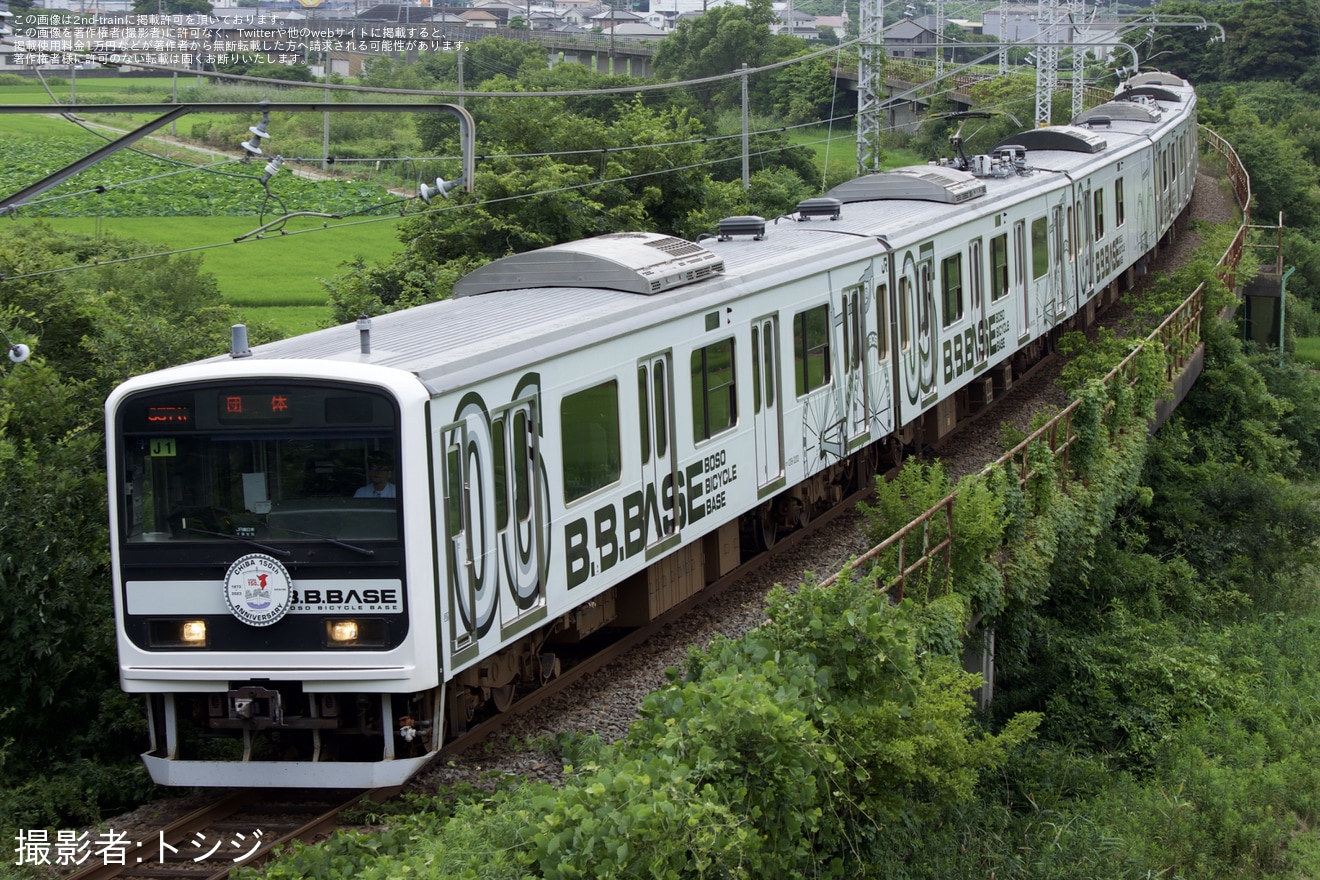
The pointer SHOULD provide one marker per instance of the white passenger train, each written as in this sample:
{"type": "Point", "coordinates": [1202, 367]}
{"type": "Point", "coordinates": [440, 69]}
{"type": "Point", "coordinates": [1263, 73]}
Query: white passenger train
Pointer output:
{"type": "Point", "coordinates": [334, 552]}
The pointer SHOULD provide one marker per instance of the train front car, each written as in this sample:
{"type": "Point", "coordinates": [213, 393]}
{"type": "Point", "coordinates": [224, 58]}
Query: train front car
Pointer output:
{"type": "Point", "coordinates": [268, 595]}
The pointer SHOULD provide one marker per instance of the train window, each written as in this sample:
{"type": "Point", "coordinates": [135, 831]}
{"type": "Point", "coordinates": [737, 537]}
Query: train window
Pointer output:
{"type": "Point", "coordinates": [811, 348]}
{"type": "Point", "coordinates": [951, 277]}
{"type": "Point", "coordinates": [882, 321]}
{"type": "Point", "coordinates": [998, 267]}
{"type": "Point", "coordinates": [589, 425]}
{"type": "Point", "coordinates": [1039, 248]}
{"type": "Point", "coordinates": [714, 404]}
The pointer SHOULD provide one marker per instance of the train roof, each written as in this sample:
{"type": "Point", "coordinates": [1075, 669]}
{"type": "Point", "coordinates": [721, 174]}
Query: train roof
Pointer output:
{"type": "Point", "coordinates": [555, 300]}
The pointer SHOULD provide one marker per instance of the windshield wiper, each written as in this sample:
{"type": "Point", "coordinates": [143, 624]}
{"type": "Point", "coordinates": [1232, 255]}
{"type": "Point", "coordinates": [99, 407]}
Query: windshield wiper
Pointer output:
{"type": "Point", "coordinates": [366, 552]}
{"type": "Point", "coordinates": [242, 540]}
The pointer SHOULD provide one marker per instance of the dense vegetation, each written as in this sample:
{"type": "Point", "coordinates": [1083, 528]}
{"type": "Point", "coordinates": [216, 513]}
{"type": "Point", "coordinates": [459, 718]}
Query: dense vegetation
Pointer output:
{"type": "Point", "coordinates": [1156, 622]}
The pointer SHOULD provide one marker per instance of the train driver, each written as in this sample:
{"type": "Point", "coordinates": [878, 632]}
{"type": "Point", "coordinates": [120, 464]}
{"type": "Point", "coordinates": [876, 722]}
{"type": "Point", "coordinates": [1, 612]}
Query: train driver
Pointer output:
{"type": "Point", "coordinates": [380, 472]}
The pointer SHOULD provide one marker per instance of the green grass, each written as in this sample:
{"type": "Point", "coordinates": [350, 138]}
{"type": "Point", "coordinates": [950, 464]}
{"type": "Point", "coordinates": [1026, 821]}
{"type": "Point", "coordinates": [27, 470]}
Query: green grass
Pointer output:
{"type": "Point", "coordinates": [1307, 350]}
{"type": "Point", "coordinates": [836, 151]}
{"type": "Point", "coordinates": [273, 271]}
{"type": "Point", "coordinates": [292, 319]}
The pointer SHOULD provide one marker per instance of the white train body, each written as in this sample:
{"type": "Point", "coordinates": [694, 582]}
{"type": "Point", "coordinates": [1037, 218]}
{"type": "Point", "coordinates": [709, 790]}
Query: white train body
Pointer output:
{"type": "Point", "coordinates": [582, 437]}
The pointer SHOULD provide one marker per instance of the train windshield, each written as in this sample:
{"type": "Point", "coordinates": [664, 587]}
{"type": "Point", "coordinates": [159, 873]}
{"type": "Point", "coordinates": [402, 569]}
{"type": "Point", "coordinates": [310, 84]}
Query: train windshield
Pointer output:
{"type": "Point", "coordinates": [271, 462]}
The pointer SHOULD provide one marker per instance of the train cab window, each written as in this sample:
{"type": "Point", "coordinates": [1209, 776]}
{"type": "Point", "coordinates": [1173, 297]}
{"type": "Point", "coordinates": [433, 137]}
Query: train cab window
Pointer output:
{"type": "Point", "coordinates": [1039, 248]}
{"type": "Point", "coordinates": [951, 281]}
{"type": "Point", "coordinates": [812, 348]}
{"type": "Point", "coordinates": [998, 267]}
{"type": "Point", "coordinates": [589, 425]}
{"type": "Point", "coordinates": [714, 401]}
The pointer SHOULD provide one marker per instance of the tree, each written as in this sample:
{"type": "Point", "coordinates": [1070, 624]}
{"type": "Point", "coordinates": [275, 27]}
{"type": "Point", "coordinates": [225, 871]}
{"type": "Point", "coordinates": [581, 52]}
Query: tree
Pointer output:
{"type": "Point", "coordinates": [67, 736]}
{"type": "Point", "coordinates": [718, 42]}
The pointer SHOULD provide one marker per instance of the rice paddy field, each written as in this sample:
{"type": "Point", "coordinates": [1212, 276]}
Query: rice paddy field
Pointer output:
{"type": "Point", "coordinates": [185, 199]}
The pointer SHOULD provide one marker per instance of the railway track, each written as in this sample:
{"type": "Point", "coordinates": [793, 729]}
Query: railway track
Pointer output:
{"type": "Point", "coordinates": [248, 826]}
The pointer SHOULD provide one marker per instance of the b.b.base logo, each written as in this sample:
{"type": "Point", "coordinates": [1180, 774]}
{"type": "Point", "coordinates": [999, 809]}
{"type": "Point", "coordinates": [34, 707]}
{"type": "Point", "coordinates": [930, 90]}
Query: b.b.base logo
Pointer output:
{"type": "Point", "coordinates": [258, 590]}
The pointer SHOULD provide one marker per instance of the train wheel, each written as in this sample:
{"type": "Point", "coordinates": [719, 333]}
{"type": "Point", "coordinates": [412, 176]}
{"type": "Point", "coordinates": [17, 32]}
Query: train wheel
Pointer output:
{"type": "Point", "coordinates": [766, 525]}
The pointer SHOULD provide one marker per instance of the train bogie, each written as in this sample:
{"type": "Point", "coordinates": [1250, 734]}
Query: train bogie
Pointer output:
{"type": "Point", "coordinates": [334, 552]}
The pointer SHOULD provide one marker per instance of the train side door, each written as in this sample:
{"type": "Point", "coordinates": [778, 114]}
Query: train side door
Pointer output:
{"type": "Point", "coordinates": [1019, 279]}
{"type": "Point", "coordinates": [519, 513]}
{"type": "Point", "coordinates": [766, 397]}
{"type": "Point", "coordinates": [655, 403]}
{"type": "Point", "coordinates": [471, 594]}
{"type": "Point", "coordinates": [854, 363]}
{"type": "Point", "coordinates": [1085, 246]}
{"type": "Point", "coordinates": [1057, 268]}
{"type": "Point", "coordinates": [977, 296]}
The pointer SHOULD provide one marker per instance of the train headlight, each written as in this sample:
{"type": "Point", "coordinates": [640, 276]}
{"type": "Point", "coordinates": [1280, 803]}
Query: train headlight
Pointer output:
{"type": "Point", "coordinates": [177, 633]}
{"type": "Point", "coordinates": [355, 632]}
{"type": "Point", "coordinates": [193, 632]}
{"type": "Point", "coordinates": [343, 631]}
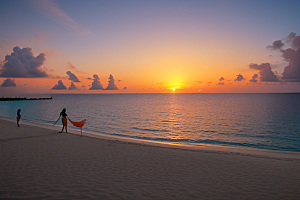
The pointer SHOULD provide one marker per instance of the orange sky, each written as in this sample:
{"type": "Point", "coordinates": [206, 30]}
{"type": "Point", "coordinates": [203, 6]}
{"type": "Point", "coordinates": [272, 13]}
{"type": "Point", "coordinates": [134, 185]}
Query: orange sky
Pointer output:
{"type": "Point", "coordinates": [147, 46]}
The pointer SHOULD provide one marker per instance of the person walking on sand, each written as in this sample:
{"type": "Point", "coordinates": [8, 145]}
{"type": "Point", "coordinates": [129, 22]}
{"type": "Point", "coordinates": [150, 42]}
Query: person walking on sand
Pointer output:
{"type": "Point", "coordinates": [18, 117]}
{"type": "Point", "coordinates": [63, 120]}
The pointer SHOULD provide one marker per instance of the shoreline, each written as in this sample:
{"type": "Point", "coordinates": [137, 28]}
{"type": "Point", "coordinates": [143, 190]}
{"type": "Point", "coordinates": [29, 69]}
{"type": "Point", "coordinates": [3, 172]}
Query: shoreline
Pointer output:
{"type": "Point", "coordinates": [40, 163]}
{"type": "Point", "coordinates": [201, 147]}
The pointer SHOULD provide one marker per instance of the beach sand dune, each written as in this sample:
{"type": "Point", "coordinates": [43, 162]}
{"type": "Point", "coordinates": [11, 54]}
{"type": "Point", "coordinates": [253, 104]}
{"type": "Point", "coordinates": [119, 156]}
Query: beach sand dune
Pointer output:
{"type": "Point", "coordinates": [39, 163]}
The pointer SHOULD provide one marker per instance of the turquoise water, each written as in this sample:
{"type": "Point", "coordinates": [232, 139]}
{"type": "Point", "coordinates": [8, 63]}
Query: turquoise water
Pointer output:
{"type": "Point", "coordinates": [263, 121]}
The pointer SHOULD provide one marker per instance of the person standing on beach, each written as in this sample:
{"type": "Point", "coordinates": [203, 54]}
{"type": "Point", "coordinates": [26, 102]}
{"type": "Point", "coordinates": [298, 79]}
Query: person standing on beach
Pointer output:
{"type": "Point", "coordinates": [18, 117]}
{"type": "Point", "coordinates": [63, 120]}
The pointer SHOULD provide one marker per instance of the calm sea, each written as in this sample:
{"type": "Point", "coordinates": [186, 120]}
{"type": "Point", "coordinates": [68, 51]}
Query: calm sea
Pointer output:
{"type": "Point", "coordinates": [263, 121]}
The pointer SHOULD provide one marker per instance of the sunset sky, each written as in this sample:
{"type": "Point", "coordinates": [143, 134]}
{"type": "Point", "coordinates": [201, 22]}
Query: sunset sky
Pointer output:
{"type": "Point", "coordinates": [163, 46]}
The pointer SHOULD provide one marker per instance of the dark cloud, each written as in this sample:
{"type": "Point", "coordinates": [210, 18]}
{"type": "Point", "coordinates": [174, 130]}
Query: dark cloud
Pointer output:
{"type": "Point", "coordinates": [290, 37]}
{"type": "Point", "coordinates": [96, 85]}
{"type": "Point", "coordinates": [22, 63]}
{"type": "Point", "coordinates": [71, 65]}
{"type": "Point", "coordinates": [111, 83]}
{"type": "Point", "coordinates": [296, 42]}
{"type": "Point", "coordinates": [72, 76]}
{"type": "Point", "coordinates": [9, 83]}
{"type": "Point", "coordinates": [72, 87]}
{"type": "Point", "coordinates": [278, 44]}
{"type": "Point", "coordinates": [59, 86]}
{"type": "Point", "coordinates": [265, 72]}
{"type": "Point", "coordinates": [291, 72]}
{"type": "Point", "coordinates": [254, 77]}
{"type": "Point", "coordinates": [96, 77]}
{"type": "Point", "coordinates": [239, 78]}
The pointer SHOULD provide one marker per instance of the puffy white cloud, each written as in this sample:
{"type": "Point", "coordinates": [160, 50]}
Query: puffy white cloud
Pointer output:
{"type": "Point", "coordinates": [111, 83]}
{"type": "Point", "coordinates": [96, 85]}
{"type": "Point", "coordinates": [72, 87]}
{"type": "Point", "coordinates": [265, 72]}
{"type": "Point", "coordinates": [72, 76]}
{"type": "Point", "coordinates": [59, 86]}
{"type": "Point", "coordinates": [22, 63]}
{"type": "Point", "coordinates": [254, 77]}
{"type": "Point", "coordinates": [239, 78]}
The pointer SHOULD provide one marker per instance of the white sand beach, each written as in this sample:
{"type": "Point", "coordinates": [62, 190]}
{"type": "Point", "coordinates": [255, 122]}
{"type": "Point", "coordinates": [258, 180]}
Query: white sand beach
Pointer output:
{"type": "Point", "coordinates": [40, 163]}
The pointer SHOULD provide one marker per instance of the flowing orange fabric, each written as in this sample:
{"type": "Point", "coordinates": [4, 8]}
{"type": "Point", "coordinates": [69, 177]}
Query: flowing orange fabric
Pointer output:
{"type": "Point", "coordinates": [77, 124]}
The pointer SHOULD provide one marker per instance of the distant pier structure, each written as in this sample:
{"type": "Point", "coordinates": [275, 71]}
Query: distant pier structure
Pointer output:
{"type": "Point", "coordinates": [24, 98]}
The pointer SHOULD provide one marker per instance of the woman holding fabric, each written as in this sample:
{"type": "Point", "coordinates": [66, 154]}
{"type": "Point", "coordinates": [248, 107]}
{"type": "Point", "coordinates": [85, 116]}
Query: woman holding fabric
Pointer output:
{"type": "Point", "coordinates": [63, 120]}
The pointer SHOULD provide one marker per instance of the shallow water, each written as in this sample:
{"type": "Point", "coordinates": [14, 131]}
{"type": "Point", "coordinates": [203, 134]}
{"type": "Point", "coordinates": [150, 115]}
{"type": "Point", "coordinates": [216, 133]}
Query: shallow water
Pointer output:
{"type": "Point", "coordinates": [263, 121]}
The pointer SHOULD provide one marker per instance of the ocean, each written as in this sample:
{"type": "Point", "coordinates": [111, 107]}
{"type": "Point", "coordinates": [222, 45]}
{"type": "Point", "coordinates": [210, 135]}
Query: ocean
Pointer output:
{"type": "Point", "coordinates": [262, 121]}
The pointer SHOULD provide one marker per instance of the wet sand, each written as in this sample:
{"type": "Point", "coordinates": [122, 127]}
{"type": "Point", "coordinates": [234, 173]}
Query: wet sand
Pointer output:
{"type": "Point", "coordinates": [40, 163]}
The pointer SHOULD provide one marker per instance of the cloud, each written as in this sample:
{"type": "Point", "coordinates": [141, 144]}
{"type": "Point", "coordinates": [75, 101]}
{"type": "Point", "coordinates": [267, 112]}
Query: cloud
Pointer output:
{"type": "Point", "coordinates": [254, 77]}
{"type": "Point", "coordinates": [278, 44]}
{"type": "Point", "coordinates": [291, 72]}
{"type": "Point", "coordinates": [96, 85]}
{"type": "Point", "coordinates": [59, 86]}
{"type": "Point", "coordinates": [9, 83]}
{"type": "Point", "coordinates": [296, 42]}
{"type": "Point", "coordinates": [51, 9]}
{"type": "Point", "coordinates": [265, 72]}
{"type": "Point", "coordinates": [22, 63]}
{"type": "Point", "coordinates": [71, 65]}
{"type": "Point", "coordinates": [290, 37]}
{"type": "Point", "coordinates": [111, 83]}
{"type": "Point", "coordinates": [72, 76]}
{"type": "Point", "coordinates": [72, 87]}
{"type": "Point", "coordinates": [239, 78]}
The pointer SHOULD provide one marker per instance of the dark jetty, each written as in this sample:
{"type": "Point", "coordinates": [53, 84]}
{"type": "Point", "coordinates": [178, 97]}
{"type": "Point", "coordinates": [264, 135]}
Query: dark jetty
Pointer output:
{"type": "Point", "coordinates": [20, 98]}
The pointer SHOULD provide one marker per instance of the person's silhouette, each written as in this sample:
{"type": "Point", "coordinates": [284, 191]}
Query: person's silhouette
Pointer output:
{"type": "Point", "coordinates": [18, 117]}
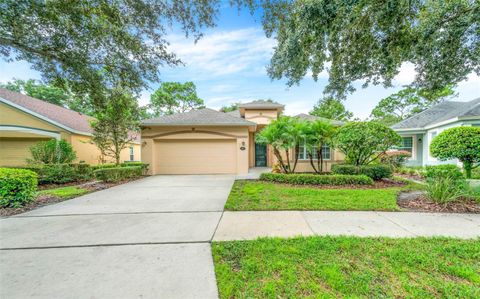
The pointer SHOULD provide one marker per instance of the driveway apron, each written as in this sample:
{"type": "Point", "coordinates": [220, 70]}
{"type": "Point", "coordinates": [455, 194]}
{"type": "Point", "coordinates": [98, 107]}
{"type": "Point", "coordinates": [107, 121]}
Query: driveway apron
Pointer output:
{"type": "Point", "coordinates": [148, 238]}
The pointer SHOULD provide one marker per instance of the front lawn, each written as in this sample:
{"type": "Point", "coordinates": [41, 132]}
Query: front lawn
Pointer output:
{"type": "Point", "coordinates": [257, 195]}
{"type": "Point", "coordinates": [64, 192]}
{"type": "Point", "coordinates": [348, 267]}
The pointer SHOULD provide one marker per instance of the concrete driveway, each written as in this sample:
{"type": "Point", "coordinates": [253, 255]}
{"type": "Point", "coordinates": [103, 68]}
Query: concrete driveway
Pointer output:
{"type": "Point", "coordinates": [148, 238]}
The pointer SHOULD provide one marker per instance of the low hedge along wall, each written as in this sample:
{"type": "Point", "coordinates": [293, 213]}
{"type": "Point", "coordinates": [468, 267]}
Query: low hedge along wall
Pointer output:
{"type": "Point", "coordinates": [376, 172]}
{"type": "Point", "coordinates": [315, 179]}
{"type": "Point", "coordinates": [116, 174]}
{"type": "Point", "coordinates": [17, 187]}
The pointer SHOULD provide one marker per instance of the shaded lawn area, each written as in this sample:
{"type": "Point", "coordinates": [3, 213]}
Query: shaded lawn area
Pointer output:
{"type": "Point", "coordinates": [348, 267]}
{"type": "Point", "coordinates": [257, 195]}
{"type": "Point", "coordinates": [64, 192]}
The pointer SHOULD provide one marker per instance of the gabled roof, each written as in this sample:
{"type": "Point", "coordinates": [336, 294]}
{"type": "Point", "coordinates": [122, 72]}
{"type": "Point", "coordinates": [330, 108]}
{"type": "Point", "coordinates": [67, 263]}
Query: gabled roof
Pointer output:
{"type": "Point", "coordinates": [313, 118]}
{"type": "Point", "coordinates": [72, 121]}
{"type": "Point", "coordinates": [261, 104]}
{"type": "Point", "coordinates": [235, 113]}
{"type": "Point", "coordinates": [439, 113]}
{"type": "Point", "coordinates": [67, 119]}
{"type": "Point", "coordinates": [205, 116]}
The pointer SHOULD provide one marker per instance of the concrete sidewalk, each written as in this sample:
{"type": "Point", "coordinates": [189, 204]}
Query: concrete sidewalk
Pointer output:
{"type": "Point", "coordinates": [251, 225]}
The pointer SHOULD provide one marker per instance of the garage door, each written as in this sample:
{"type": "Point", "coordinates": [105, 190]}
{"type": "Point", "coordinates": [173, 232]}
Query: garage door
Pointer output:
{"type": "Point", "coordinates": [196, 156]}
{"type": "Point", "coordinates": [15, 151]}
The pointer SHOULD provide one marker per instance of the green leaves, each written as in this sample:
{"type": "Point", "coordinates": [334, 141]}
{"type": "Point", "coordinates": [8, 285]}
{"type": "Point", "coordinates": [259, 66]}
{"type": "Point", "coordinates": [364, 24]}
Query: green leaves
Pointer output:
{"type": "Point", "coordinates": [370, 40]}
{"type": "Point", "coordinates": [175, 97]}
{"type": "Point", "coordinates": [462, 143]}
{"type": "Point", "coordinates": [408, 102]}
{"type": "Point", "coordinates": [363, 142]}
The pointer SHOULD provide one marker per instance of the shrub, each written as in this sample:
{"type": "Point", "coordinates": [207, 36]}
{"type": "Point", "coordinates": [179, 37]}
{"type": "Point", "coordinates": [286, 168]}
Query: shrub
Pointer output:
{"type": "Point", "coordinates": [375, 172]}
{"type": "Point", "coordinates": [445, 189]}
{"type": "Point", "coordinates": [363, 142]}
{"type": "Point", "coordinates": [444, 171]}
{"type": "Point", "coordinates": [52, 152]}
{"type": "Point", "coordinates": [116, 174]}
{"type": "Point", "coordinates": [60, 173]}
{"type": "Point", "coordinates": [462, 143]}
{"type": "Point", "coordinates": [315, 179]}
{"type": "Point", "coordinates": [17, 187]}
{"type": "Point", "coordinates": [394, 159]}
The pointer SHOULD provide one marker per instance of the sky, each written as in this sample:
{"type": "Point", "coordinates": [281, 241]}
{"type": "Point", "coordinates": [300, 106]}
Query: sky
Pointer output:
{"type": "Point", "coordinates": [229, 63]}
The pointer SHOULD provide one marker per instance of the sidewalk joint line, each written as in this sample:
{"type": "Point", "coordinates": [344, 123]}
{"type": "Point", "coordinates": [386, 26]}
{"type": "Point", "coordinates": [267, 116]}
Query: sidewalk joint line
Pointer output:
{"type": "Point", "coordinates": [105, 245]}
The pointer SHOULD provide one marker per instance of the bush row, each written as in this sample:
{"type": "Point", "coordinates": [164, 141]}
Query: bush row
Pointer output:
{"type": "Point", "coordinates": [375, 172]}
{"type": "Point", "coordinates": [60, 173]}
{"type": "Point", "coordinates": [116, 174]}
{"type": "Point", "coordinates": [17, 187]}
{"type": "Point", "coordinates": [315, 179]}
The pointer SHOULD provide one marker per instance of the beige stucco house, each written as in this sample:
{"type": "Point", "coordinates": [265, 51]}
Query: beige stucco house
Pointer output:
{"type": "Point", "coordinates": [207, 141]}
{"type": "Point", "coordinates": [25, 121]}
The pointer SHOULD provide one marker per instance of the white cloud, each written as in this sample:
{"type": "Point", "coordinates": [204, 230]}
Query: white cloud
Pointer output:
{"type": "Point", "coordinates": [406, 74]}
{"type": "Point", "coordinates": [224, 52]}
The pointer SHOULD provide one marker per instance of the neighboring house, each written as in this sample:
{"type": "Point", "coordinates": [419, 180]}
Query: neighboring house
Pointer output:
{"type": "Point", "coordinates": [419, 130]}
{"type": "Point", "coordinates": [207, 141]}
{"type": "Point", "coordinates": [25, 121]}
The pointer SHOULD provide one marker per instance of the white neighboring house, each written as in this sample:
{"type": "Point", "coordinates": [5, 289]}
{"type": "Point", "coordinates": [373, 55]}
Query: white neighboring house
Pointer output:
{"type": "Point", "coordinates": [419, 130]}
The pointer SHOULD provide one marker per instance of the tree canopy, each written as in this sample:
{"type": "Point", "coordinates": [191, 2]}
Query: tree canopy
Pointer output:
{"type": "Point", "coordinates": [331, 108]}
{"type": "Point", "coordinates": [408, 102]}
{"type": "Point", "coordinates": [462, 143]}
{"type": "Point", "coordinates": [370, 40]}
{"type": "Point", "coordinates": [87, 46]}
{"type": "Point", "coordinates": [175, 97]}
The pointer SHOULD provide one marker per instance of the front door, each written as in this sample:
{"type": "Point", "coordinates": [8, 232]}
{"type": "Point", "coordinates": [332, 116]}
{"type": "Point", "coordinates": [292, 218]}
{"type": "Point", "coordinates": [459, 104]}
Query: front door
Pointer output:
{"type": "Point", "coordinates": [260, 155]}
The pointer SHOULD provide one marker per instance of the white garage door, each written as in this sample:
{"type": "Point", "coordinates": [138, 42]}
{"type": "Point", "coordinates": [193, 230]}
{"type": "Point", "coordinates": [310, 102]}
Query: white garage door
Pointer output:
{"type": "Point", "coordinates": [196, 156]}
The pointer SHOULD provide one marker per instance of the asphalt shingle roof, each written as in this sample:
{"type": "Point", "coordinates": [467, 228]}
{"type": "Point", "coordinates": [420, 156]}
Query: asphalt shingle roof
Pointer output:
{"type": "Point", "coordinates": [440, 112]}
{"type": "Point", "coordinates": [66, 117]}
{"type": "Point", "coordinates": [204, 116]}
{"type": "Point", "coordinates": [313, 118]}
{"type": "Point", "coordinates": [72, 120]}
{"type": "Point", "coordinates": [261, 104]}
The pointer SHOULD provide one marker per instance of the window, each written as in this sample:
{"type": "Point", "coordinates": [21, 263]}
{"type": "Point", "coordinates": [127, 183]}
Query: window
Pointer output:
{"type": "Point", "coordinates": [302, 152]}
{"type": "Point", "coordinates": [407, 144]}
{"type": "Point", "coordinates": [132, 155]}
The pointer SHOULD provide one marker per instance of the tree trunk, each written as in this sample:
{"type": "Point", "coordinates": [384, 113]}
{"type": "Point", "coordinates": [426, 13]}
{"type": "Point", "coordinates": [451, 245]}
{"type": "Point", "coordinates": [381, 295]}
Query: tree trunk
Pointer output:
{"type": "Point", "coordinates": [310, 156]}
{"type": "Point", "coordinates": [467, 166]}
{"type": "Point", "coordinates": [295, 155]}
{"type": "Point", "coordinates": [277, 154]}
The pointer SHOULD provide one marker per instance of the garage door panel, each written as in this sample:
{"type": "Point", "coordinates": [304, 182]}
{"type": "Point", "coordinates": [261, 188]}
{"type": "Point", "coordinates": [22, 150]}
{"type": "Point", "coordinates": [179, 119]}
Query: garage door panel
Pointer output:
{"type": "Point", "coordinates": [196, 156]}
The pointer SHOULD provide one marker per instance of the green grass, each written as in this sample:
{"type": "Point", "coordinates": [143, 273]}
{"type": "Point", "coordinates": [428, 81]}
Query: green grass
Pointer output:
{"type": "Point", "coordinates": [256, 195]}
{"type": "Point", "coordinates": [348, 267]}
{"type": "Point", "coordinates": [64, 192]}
────────────────
● TASK DETAILS:
Starting from the line containing "door panel, each" and ending with the final line of the data, reproduce each line exactly as it appears, including no other lines.

● WORKED ANSWER:
The pointer SHOULD provide one marker per instance of the garage door panel, each written as in this sample:
{"type": "Point", "coordinates": [304, 182]}
{"type": "Point", "coordinates": [261, 188]}
{"type": "Point", "coordinates": [22, 150]}
{"type": "Point", "coordinates": [179, 119]}
Query: garage door panel
Pointer output:
{"type": "Point", "coordinates": [196, 156]}
The pointer SHOULD provide one marker per instance of the green grass, each written as in this sample:
{"type": "Point", "coordinates": [143, 273]}
{"type": "Point", "coordinates": [428, 81]}
Query: green grass
Pointer output:
{"type": "Point", "coordinates": [256, 195]}
{"type": "Point", "coordinates": [348, 267]}
{"type": "Point", "coordinates": [64, 192]}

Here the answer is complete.